Reproduce every one of the entries below verbatim, leaving each line and character unchanged.

» **Entries shown**
◆ ◆ ◆ ◆

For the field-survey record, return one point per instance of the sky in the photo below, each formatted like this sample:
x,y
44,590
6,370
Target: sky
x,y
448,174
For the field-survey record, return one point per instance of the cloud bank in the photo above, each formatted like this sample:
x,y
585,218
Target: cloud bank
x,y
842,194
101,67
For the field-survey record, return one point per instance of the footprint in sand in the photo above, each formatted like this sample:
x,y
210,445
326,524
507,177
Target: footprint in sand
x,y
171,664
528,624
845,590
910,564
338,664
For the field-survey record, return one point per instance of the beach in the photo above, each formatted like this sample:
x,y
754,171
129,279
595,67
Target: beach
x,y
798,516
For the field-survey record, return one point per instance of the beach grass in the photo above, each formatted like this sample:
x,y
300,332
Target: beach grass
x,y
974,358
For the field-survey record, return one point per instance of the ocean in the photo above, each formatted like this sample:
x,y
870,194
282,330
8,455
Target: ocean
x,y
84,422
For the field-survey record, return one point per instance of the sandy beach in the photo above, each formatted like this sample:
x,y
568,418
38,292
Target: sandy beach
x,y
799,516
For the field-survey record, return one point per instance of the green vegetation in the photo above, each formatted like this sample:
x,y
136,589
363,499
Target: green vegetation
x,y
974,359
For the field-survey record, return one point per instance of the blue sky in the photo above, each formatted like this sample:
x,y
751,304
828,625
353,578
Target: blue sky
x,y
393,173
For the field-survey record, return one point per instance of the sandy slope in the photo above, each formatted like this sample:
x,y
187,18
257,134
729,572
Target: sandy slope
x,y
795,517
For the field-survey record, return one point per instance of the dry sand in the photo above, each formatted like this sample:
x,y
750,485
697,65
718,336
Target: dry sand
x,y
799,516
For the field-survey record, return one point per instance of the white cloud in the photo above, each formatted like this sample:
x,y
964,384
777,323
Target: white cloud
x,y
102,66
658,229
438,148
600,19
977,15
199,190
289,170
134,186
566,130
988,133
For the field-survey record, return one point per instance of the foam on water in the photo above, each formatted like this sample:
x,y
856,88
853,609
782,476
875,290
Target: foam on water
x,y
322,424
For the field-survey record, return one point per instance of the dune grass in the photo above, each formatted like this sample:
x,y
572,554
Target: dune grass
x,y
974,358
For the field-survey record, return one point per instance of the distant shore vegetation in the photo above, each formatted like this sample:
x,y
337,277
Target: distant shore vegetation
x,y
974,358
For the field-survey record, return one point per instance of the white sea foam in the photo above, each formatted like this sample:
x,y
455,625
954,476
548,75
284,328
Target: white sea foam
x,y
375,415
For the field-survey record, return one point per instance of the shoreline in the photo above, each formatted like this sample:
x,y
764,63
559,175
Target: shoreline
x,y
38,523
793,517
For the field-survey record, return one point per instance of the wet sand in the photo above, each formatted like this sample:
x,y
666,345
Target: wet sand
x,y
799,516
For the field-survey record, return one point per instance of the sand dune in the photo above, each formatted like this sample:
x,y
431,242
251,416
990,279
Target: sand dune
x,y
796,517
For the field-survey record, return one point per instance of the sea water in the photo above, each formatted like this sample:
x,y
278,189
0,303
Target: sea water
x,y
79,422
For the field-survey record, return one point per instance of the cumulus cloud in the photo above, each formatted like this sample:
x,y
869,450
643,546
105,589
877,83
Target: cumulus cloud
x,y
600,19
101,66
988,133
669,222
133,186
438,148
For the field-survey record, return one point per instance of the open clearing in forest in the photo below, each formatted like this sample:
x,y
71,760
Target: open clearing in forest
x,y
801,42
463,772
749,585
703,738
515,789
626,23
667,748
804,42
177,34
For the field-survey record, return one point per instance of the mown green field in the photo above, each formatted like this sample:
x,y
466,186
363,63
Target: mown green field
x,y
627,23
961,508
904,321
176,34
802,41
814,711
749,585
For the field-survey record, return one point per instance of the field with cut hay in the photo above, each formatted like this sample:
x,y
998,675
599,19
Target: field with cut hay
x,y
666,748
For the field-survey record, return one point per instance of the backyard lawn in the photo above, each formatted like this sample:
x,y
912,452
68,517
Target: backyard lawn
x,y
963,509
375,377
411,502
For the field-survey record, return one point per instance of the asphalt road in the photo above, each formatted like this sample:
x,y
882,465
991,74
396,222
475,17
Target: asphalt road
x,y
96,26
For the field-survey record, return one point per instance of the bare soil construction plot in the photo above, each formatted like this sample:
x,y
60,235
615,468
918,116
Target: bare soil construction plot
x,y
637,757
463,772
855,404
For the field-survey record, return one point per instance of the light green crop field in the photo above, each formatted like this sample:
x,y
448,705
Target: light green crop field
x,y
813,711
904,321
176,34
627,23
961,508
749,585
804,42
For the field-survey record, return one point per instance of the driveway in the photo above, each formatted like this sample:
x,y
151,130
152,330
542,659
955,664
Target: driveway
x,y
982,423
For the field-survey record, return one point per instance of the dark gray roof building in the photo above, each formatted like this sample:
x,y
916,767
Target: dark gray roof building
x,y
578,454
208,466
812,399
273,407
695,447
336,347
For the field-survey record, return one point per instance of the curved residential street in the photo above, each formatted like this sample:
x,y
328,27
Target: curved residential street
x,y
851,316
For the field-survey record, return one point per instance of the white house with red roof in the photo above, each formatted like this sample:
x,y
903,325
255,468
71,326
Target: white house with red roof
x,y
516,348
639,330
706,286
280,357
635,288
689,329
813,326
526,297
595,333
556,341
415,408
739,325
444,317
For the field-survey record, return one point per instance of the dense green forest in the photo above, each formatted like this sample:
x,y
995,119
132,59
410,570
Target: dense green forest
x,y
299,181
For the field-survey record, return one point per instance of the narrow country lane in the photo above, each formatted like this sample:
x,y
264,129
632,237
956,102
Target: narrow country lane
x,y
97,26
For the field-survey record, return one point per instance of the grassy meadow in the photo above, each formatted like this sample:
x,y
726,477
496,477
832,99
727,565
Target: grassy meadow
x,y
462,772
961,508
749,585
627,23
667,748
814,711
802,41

◆ ◆ ◆ ◆

» **Answer to the exercise**
For the field-survey record, return one point per instance of the sky in the photo below, each formatted like this sample:
x,y
44,590
6,370
Target: sky
x,y
448,174
For the field-survey record, return one point per instance of the cloud bank in the photo above, each formatted like this sample:
x,y
585,218
Target: cloud bank
x,y
842,194
101,67
For the field-survey record, return one point per instance of the footprint in sand in the photo above, each formatted like this sample:
x,y
210,445
326,524
507,177
Target: footprint in sand
x,y
171,664
528,624
845,590
910,564
338,664
For the field-survey record, return one point per instance of the beach in the photo above, each formatted like this sample:
x,y
754,171
129,279
595,67
Target: beach
x,y
798,516
For the field-survey record, return one point per instance of the beach grass in the photo above, each formatted like this sample:
x,y
300,332
Target: beach grass
x,y
974,358
For the field-survey record, return one point per instance of the ocean in the photo above, each formatted like this sample:
x,y
870,194
282,330
8,455
Target: ocean
x,y
84,422
For the field-survey record, return one point per instance of the sandy beach in the photo above, each formatted like this sample:
x,y
568,418
38,292
Target: sandy beach
x,y
799,516
For the field-survey record, return one point per instance of the green vegetation in the photo above, each formatted like this sample:
x,y
136,589
363,499
Target: green vegetation
x,y
974,359
For the field-survey record, return one point per instance of the blue sky in the photo above, each formatted like this sample:
x,y
751,304
828,625
353,578
Target: blue sky
x,y
393,173
For the field-survey record, return one point per instance of the sandy slope in the photo above, each formatted like this sample:
x,y
187,18
257,134
729,572
Target: sandy slope
x,y
795,517
For the field-survey record, return one point per instance of the dry sand in the photo above, each formatted like this sample:
x,y
750,485
697,65
718,336
Target: dry sand
x,y
799,516
For the field-survey record, return one point per instance of the white cloud in the photo above, each formatted like this sample:
x,y
964,384
777,323
Target: white cloud
x,y
102,66
658,229
438,148
600,19
977,15
199,190
289,170
134,186
566,130
988,133
For the field-survey record, return one point per instance of the foam on water in the photo above, each formatted like this sample:
x,y
856,88
853,609
782,476
875,290
Target: foam on water
x,y
322,424
For the field-survey record, return one point per instance of the dune grass in the photo above, each formatted like this sample:
x,y
572,554
Target: dune grass
x,y
974,358
For the field-survey record, return one point per instance of the distant shore vegetation in the photo above, each formatted like this sample:
x,y
337,277
Target: distant shore vegetation
x,y
974,358
For the field-survey record, return one point per instance of the white sea foam in the photo above, each formatted like this sample:
x,y
455,625
954,476
548,75
284,328
Target: white sea foam
x,y
375,415
For the field-survey record, return one point per instance of the shoreline in the photo above, each formatted like this sample:
x,y
764,63
559,175
Target: shoreline
x,y
38,523
793,517
For the field-survey record, return one point per instance of the wet sand in the photo above, each formatted like this sample:
x,y
666,345
Target: wet sand
x,y
799,516
For the field-survey record, return one point per instance of the sand dune in the photo above, each formatted like this sample:
x,y
431,242
251,416
990,279
Target: sand dune
x,y
796,517
For the field-survey record, return one point per instance of the sea water in the photo above, each formatted like this sample:
x,y
278,189
0,303
Target: sea water
x,y
79,422
For the field-survey record, return one point per instance of the cumulus cloud in the photo above, each formatted like this sample:
x,y
869,450
643,546
105,589
877,83
Target: cumulus cloud
x,y
600,19
101,66
988,133
669,222
133,186
438,148
For the field-survey record, return one point per instance of the open clearing in forest in the photo below, each formatted like this sample:
x,y
71,760
Target: open clearing in forest
x,y
801,42
463,772
749,585
703,738
515,789
626,23
667,748
804,42
177,34
For the field-survey record, return one point per instance of the mown green field in the photo above, each formatted like this sample:
x,y
466,186
363,63
Target: mown green field
x,y
627,23
961,508
904,321
176,34
802,41
814,711
749,585
For the field-survey record, return one point per instance of the field with cut hay in the photo above, each formatted like this sample:
x,y
998,675
599,19
Target: field with cut hay
x,y
666,748
For the field-survey record, return one point per instance of the backyard lawn in the photo above, each formatted like this sample:
x,y
912,452
68,517
Target: backyard lawn
x,y
963,509
375,377
411,502
For the field-survey record, return one point per instance of the asphalt road in the photo above, each formatted like this sample:
x,y
882,465
991,74
396,222
475,17
Target: asphalt road
x,y
96,26
For the field-survey record, return one point per instance of the bare soil construction plot in the photo above, each formatted like this sample:
x,y
60,235
615,468
918,116
Target: bare soil construction plot
x,y
637,757
463,772
855,404
For the field-survey record, return one point per instance of the light green crop field in the photo above, each formatted like this sample:
x,y
448,705
Target: light green crop field
x,y
813,711
904,321
176,34
627,23
961,508
749,585
804,42
For the field-survey record, return one point per instance of the driveway in the photo above, each formatted like this sample:
x,y
151,130
152,330
542,659
955,664
Target: driveway
x,y
982,423
For the field-survey record, return one point per instance of the dark gray roof building in the photo above, each formatted like this sample:
x,y
916,767
Target: dark gray roof building
x,y
578,454
208,466
812,399
273,407
695,447
336,347
For the field-survey record, return one point per instance of the curved residential street in the photo above, each formatted like this sample:
x,y
328,27
Target: curved residential street
x,y
851,316
For the field-survey record, return one point per instance of the white house with red roof in the photo above, each formatted like this sample:
x,y
903,325
255,468
71,326
Target: white house with red roof
x,y
516,348
639,330
706,286
280,357
635,288
689,329
813,326
526,297
595,333
556,341
415,408
739,325
444,317
For the field-survey record, return one point per instance of the dense green forest in the photo above, each formatted like this sample:
x,y
995,119
132,59
410,570
Target: dense green forest
x,y
299,181
For the field-survey record, return one point per instance of the narrow country lane in the photo above, each formatted like this sample:
x,y
264,129
632,237
956,102
Target: narrow country lane
x,y
97,26
For the field-survey record, return one point per instance of the grassy meadow in the photo above, each formatted like this sample:
x,y
726,477
496,477
832,99
727,565
Target: grassy meadow
x,y
462,772
961,508
749,585
627,23
667,748
814,711
802,41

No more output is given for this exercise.